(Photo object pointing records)
========

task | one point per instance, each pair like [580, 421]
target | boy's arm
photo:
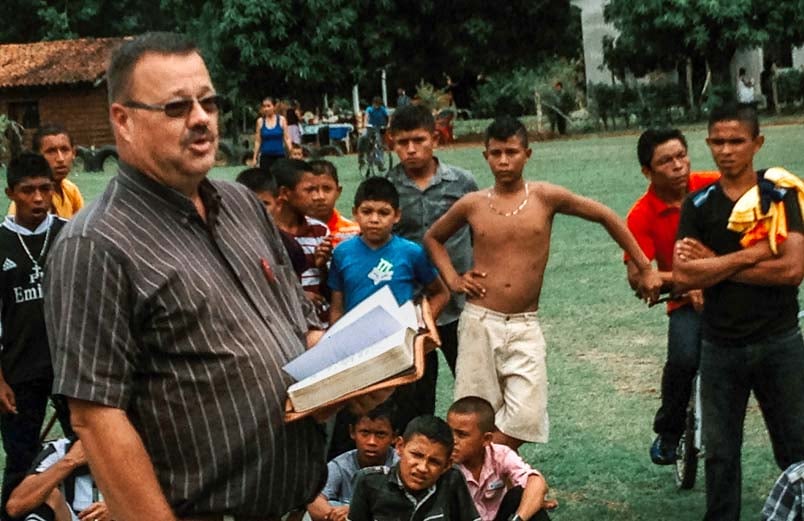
[35, 488]
[533, 497]
[321, 510]
[335, 306]
[786, 269]
[360, 506]
[649, 283]
[438, 296]
[434, 242]
[8, 402]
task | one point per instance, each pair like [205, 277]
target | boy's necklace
[513, 212]
[41, 252]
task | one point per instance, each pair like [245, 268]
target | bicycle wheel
[687, 462]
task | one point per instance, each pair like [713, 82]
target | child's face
[376, 220]
[372, 439]
[414, 147]
[421, 462]
[470, 442]
[507, 158]
[322, 193]
[268, 200]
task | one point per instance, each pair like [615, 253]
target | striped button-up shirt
[421, 208]
[185, 325]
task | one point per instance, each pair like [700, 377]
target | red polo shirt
[654, 224]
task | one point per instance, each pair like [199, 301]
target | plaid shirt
[785, 500]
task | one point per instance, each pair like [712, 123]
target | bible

========

### Written instruction
Copy all of the lines above word for word, leaving out the pictures.

### Written solution
task | one point per instance, each pair like [580, 421]
target | boy's arm
photo:
[35, 488]
[533, 497]
[321, 510]
[335, 306]
[786, 269]
[360, 506]
[649, 283]
[438, 296]
[434, 242]
[8, 402]
task | one point per instance, each pair like [205, 277]
target | boy's necklace
[513, 212]
[41, 252]
task | one point per instance, each pair like [245, 268]
target | bicycle wheel
[687, 462]
task | one point per instance, each pair like [713, 82]
target | child's face
[376, 220]
[372, 439]
[414, 147]
[421, 462]
[470, 442]
[507, 158]
[322, 193]
[268, 200]
task | one point per instance, each pair like [615, 253]
target | striped button-up shirt
[421, 208]
[185, 325]
task | one point per instance, each pair like [700, 377]
target | red polo shirt
[654, 224]
task | one point per instance, each pair like [199, 301]
target | plaid shirt
[785, 500]
task | one point per instance, each pair like [712, 123]
target | bible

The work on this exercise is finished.